**SHORT EXERCISE**:
Reproduce all of the data exactly.

..........

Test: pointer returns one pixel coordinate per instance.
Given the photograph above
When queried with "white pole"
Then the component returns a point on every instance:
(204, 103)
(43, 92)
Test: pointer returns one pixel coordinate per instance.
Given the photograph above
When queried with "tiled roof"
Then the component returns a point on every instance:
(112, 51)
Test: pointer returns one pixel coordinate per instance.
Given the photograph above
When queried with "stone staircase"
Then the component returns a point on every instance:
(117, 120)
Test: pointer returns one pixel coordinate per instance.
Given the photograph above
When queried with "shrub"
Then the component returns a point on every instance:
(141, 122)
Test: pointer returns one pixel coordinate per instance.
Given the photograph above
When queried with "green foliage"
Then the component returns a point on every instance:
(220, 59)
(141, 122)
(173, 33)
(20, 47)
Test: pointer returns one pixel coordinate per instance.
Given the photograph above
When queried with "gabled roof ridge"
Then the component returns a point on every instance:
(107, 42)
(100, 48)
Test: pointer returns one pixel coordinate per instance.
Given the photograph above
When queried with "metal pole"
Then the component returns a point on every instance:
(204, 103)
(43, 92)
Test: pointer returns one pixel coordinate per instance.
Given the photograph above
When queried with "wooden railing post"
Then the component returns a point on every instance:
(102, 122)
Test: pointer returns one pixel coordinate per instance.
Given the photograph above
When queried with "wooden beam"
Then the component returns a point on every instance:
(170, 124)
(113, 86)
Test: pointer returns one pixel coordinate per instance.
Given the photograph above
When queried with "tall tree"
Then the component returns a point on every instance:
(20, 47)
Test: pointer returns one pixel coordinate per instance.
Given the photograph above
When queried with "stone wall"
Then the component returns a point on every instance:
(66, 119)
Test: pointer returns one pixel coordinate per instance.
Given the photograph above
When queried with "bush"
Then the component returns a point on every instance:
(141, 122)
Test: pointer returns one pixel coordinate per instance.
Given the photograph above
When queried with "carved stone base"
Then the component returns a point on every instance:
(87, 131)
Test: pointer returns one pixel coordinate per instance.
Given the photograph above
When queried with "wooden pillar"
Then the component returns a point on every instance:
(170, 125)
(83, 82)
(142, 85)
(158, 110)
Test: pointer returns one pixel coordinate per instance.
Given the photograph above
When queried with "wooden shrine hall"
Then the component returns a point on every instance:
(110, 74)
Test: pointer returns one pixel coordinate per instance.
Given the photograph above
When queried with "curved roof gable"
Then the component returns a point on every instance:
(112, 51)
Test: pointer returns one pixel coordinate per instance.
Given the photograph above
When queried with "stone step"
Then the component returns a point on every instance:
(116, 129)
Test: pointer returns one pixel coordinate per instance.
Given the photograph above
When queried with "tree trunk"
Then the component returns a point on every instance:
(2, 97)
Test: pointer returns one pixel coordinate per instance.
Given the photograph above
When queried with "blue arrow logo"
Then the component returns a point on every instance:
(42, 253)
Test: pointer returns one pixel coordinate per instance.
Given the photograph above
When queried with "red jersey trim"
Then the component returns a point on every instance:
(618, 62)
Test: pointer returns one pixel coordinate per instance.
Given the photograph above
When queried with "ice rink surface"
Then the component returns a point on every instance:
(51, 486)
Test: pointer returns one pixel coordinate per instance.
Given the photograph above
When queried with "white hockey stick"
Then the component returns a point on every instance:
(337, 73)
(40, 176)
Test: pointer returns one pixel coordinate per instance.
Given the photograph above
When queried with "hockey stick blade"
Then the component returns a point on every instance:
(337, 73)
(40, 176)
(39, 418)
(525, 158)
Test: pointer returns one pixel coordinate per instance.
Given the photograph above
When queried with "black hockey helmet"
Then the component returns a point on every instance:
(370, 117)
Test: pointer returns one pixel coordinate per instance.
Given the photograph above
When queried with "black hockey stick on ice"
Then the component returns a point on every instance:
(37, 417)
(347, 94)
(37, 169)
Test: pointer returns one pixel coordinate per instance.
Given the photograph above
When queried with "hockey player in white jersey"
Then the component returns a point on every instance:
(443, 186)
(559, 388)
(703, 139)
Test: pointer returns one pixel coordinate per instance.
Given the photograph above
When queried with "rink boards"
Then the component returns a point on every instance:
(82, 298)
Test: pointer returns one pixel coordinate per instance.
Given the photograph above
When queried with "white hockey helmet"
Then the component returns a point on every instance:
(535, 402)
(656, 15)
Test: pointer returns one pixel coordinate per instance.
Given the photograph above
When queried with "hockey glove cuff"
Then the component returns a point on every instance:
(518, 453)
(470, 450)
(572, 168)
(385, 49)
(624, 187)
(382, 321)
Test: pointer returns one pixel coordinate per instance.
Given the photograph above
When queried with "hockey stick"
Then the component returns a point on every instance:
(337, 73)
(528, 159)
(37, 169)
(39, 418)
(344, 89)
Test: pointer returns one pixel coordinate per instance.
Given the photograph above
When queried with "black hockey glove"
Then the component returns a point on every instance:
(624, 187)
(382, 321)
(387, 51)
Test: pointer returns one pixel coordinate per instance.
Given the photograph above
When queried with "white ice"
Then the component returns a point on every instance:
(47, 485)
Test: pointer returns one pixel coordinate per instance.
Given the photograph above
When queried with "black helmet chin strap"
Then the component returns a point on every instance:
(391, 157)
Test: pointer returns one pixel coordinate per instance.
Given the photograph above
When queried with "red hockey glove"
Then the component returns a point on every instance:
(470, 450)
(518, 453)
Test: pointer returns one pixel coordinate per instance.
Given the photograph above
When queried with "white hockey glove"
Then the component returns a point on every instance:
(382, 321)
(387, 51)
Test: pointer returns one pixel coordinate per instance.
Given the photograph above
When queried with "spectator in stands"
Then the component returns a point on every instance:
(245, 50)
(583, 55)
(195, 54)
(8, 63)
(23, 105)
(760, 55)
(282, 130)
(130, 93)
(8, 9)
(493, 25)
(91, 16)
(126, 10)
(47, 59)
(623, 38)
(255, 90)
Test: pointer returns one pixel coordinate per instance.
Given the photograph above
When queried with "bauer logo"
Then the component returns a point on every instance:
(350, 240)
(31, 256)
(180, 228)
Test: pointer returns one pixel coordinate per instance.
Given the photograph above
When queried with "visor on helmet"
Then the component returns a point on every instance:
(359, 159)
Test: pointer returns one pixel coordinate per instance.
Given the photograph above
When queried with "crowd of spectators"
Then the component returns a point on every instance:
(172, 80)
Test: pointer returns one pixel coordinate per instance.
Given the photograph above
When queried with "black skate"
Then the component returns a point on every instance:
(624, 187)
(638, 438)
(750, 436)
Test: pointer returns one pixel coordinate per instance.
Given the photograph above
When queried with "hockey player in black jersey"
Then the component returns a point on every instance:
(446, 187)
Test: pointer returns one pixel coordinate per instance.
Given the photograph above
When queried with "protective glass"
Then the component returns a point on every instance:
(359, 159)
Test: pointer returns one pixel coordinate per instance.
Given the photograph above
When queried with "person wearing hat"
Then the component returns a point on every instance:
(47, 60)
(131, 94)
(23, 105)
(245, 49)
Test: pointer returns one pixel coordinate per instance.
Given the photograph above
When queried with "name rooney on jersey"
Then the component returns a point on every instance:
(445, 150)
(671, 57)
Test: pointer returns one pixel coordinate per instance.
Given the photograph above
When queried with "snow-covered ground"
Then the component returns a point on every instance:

..........

**RESPONSE TO THIS EXERCISE**:
Test: pointer returns one pixel coordinate per instance.
Given the photograph above
When queried with "white pole"
Then the component returns a point on every instance:
(204, 103)
(43, 92)
Test: pointer returns one pixel coordinate per instance.
Given the photograph above
When queried with "tiled roof"
Then the component returns a point on every instance:
(112, 51)
Test: pointer returns one pixel coordinate per instance.
Given the photograph above
When queried with "stone staircase"
Then the component returns a point on every instance:
(117, 120)
Test: pointer returns one pixel coordinate per instance.
Given the photograph above
When queried with "shrub"
Then the component returns a point on every instance:
(141, 122)
Test: pointer returns one pixel coordinate per instance.
Given the photograph above
When queried with "green foliage"
Then the component returns a point on every instance:
(220, 59)
(141, 122)
(173, 33)
(20, 47)
Test: pointer returns one pixel coordinate per instance.
Given the photograph above
When queried with "gabled roof ridge"
Then the component returns a point on every instance:
(107, 42)
(100, 48)
Test: pointer returns one pixel coordinate per instance.
Given the photograph above
When queried with "metal pole"
Then the component returns a point on every instance:
(204, 103)
(43, 92)
Test: pointer returns one pixel coordinate per instance.
Given the photograph above
When queried with "wooden railing post"
Then the component returns a point on every instance:
(102, 122)
Test: pointer returns one pixel coordinate per instance.
Given the photograph above
When queried with "wooden beam"
Then the component returns a point on every instance:
(170, 124)
(113, 86)
Test: pointer returns one pixel coordinate per instance.
Given the photograph above
When queried with "tall tree"
Then the component returns a point on every instance:
(20, 47)
Test: pointer returns one pixel coordinate per instance.
Given the photograph above
When queried with "stone wall"
Then the component returns a point on every instance:
(66, 119)
Test: pointer returns one pixel coordinate per instance.
Given the photograph above
When queried with "bush"
Then the component returns a point on every instance:
(141, 122)
Test: pointer returns one pixel coordinate per instance.
Given the photograph above
When queried with "carved stone base"
Then the component returns a point on every instance:
(87, 131)
Test: pointer returns one pixel coordinate per instance.
Given the photograph above
When queried with "wooden pillar"
Then the component returns a point on every instance:
(170, 125)
(83, 82)
(142, 85)
(158, 110)
Test: pointer returns one pixel coordinate per instance.
Given the photograph above
When queried with "wooden shrine hall"
Then the component returns a point on every instance:
(110, 74)
Test: pointer returns one pixel coordinate per instance.
Given the photograph above
When queried with "curved roof gable"
Then the component returns a point on every instance:
(112, 51)
Test: pointer returns one pixel coordinate per instance.
Given the photograph above
When queried with "stone step"
Then the component returns a point on every instance:
(116, 129)
Test: pointer returns one pixel coordinate per instance.
Given the photograph above
When queried with "tree trunk"
Then the component returns a point on every instance:
(2, 97)
Test: pointer returns one pixel coordinate per instance.
Given the photograph above
When queried with "blue arrow logo"
Then the component returns a point on every instance:
(42, 253)
Test: pointer returns one pixel coordinate per instance.
Given the photograph above
When queried with "red jersey trim"
Then the component returns a point on every instance:
(618, 62)
Test: pointer returns one pixel coordinate per instance.
Given the photograph above
When queried with "ice rink surface"
Then the component returns a point on every instance:
(51, 486)
Test: pointer returns one pixel coordinate per instance.
Given the photograph above
When queried with "white hockey stick"
Then the component returns a point on every instance:
(337, 73)
(40, 176)
Test: pointer returns one pixel coordinate per instance.
Given the photograph above
When queried with "hockey stick blade"
Then the component returns a point on every instance:
(337, 73)
(40, 176)
(39, 418)
(525, 158)
Test: pointer returns one pixel coordinate per instance.
Given the photograph above
When queried with "black hockey helmet"
Then the component returns a point on every instance:
(370, 117)
Test: pointer returns one pixel coordinate per instance.
Given the photograph above
When queried with "black hockey stick on ice"
Then the component returns a point on every instance:
(37, 417)
(347, 94)
(37, 169)
Test: pointer returns one pixel coordinate per instance.
Given the photograph above
When queried with "hockey player in white jersey"
Then the component returns a point on every instance:
(443, 186)
(559, 388)
(703, 139)
Test: pointer returns one pixel coordinate per instance.
Given the photograph above
When queried with "rink boards"
Then the component returns a point on every instance:
(82, 298)
Test: pointer returns one pixel coordinate per instance.
Given the photograph above
When queried with "white hockey helmet"
Then the component returns a point on every instance:
(535, 402)
(656, 15)
Test: pointer returns one pixel coordinate per instance.
Given the photograph above
When queried with "hockey glove cuff"
Then the component returns a point on every instance:
(518, 453)
(470, 450)
(572, 168)
(385, 49)
(624, 187)
(382, 321)
Test: pointer returns one pixel coordinate per instance.
Given the photograph above
When queried with "hockey stick"
Then the component returns a point on every instance:
(337, 73)
(528, 159)
(37, 169)
(39, 418)
(344, 89)
Test: pointer returns one pixel coordinate per instance.
Given the photograph above
When queried with "black hockey glove"
Then the component returns a point on every instance:
(624, 187)
(382, 321)
(387, 51)
Test: pointer returns one pixel coordinate per instance.
Given the photograph above
When queried with "white ice"
Then the component returns a point on every instance:
(47, 485)
Test: pointer returns one pixel coordinate per instance.
Given the photograph above
When queried with "black helmet chin strap"
Then the component returns a point on every instance:
(391, 157)
Test: pointer returns one pixel coordinate per instance.
Given the photograph above
When queried with "red hockey glove"
Then the component returns a point on every instance:
(470, 450)
(518, 453)
Test: pointer returns one pixel coordinate per instance.
Given the photograph above
When queried with "white hockey glove"
Then the component returns a point on every instance:
(382, 321)
(387, 51)
Test: pointer returns one pixel coordinate per instance.
Given the photograph above
When queried with "spectator in stands"
Then the component returns a point on every instance:
(245, 50)
(583, 55)
(195, 54)
(8, 63)
(23, 105)
(760, 55)
(282, 130)
(130, 93)
(8, 9)
(493, 25)
(91, 16)
(126, 10)
(47, 59)
(623, 38)
(255, 90)
Test: pointer returns one pixel coordinate per instance.
Given the photograph above
When queried with "bauer logo"
Then the component returns a point on every instance:
(350, 240)
(31, 256)
(180, 228)
Test: pointer returns one pixel coordinate per instance.
Given the photograph above
When queried with "visor on helmet"
Then the component returns a point on every instance:
(359, 159)
Test: pointer returns one pixel coordinate per instance.
Given the photograph above
When queried with "crowd of spectators"
Then the component returns a point on every instance:
(172, 80)
Test: pointer returns one pixel coordinate per instance.
Given the photograph above
When queried with "black skate"
Then the component returns a point on every instance:
(624, 187)
(638, 438)
(750, 436)
Test: pointer returns one pixel coordinate per instance.
Given the photograph above
When queried with "hockey player in black jersey"
Then the component returns a point on every instance:
(446, 187)
Test: pointer returns one pixel coordinate per instance.
Given the photograph above
When queried with "protective glass"
Then the component returns a point on every instance:
(359, 159)
Test: pointer returns one pixel coordinate per instance.
Given the photograph above
When queried with "person wearing hat"
Then the component returns a point on every instance:
(47, 60)
(131, 94)
(23, 105)
(245, 49)
Test: pointer returns one pixel coordinate per instance.
Given the photograph above
When queried with "name rooney on jersey"
Then the component returns a point on every instance:
(445, 150)
(671, 57)
Test: pointer returns one pixel coordinate per instance.
Given the photograph above
When queried with "snow-covered ground"
Then the component returns a point on every instance:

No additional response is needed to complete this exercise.